Given problem:
Reproduce each of the items below verbatim, keeping every line and character unchanged.

Given information:
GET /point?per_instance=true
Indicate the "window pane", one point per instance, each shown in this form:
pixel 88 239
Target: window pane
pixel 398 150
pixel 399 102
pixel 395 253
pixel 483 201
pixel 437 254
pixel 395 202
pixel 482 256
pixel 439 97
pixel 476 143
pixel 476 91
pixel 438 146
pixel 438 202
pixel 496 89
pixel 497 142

Solution:
GET /point?per_instance=true
Indicate the "window pane", one point per instance, each shown in this form:
pixel 88 239
Target: window pane
pixel 398 150
pixel 399 102
pixel 395 253
pixel 483 201
pixel 437 254
pixel 395 202
pixel 482 256
pixel 439 97
pixel 476 143
pixel 476 91
pixel 438 146
pixel 438 202
pixel 496 89
pixel 497 142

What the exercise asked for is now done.